- _Stated goal_
Could you collect every line in the rows below that contains the string "white"? Case counts, so take only lines where it appears with that same capitalization.

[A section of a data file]
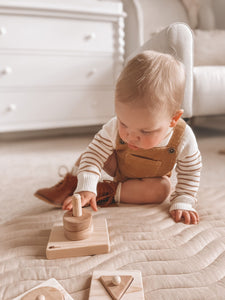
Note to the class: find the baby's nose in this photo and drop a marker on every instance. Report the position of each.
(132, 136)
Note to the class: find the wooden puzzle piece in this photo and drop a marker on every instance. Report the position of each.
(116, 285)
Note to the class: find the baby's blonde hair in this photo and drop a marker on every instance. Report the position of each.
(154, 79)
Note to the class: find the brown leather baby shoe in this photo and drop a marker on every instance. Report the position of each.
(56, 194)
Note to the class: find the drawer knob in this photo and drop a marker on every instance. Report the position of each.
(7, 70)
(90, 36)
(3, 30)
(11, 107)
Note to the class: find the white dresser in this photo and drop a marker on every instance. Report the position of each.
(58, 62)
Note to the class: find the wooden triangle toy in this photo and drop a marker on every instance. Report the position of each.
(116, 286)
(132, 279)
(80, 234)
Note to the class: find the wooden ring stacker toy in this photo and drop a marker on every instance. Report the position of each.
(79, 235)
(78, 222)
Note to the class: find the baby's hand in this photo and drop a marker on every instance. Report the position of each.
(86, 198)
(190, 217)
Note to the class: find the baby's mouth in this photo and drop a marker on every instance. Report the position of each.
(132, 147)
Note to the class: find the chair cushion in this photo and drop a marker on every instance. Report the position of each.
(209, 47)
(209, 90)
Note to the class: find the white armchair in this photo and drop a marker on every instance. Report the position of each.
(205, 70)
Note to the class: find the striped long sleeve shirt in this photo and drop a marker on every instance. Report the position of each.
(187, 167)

* * *

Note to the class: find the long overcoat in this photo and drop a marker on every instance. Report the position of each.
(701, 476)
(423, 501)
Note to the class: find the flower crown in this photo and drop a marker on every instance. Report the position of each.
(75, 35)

--

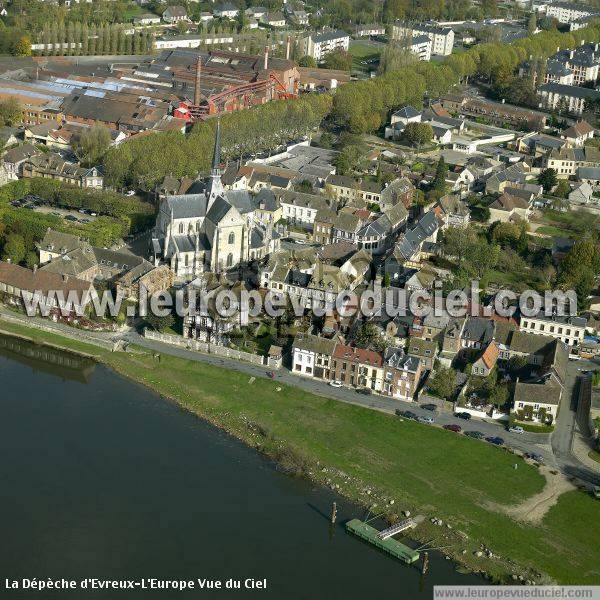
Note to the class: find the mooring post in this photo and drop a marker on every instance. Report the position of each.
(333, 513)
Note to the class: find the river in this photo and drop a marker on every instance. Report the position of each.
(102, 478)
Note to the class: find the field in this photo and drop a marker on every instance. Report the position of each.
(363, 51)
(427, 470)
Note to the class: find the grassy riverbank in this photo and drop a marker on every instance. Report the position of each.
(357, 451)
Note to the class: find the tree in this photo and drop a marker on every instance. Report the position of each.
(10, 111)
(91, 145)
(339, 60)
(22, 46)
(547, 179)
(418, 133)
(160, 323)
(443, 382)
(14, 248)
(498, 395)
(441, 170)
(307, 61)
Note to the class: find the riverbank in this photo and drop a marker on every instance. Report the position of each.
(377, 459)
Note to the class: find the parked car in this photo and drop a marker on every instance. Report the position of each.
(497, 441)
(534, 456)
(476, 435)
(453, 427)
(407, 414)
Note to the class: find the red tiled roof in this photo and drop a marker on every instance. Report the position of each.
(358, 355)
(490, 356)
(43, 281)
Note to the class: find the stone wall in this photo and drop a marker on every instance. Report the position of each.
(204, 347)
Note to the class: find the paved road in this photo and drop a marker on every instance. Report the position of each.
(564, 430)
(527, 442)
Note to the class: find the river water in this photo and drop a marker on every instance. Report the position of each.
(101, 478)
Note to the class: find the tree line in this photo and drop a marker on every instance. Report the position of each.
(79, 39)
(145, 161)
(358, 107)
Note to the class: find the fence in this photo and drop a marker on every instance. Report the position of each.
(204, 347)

- _Correct response_
Note to the class: find the white dresser in this photo and drop a marker on every instance. Report the position of each.
Note to the class: find the white armchair in this photo and drop a marker on every instance. Report the position of each.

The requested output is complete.